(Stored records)

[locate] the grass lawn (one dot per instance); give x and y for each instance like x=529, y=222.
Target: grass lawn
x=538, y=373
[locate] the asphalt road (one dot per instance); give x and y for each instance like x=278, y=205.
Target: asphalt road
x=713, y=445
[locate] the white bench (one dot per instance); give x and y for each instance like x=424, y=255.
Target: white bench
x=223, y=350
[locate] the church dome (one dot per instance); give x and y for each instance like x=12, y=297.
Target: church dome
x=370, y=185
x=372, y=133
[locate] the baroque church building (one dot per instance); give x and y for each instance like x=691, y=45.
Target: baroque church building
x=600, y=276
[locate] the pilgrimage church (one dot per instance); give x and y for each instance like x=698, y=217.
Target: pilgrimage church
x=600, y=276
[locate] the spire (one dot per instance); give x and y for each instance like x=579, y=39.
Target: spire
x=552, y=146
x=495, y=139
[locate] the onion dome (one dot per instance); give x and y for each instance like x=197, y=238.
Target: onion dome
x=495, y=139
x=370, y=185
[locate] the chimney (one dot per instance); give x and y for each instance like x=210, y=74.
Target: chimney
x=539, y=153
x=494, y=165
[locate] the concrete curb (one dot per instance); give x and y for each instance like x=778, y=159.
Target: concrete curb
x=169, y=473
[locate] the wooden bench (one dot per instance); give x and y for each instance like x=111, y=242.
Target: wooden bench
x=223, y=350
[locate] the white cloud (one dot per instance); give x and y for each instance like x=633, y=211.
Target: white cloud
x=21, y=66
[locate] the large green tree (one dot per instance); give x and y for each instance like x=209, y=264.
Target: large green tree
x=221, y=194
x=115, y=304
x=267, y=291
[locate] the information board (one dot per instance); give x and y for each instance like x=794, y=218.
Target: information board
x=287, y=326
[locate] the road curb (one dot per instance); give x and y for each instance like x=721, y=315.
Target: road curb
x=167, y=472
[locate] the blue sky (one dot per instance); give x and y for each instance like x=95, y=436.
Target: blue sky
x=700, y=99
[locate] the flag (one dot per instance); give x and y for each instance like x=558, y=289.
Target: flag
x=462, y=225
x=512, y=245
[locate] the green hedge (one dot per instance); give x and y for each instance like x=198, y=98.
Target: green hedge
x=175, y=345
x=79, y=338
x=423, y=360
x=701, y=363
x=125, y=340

# Exercise details
Each record above must be given again exactly as written.

# Written solution
[locate] the grass lawn (one dot per instance); give x and y for each instance like x=529, y=222.
Target: grass lawn
x=538, y=373
[locate] the asphalt road (one dot per instance); give x and y for each instance like x=278, y=205.
Target: asphalt road
x=713, y=445
[locate] the white bench (one dot per instance); give x and y for each instance like x=424, y=255.
Target: white bench
x=223, y=350
[locate] the church dome (one dot per instance); give x and y for each instance like x=12, y=297.
Target: church dome
x=370, y=185
x=372, y=133
[locate] the baroque church building (one dot per instance); give x and y for each instance like x=691, y=45.
Target: baroque church building
x=600, y=276
[locate] the pilgrimage church (one dot per instance); give x and y for each instance like x=698, y=217.
Target: pilgrimage church
x=600, y=276
[locate] the spire (one dot per instance); give x and y for each instance like x=579, y=39.
Target: spire
x=552, y=146
x=495, y=139
[locate] the onion dome (one dot per instance); give x and y for each instance like x=197, y=238.
Target: onion dome
x=495, y=139
x=370, y=185
[locate] the chimney (one dot per instance); give x and y for each instance like x=210, y=74.
Target: chimney
x=539, y=153
x=494, y=165
[locate] the concrete curb (one dot per instance); give x and y for each instance like x=778, y=159.
Target: concrete curb
x=169, y=473
[locate] the wooden bench (one dot per instance); give x and y for each instance like x=111, y=242.
Target: wooden bench
x=223, y=350
[locate] the white cloud (one dot per instance); give x and y for each instance like x=633, y=211.
Target: white cloud
x=21, y=66
[locate] the large green tree (one dot per instance); give x and y for each instance like x=209, y=264.
Target: large green tree
x=221, y=194
x=115, y=304
x=267, y=291
[locate] the information board (one dot per instance); give x and y for each instance like x=794, y=218.
Target: information board
x=287, y=326
[locate] the road curb (one dot per instance); give x and y for each instance like x=721, y=315.
Target: road curb
x=167, y=472
[locate] the blue sky (one dot per instance); give x and y for each instance like x=95, y=436.
Target: blue sky
x=700, y=99
[locate] the flag (one dot per instance); give x and y for each instance like x=558, y=289.
Target: flag
x=462, y=225
x=512, y=245
[locate] the green hedge (one dot per instance); give x and y for each instance like x=198, y=98.
Target: green hedge
x=175, y=345
x=79, y=338
x=423, y=360
x=701, y=363
x=125, y=340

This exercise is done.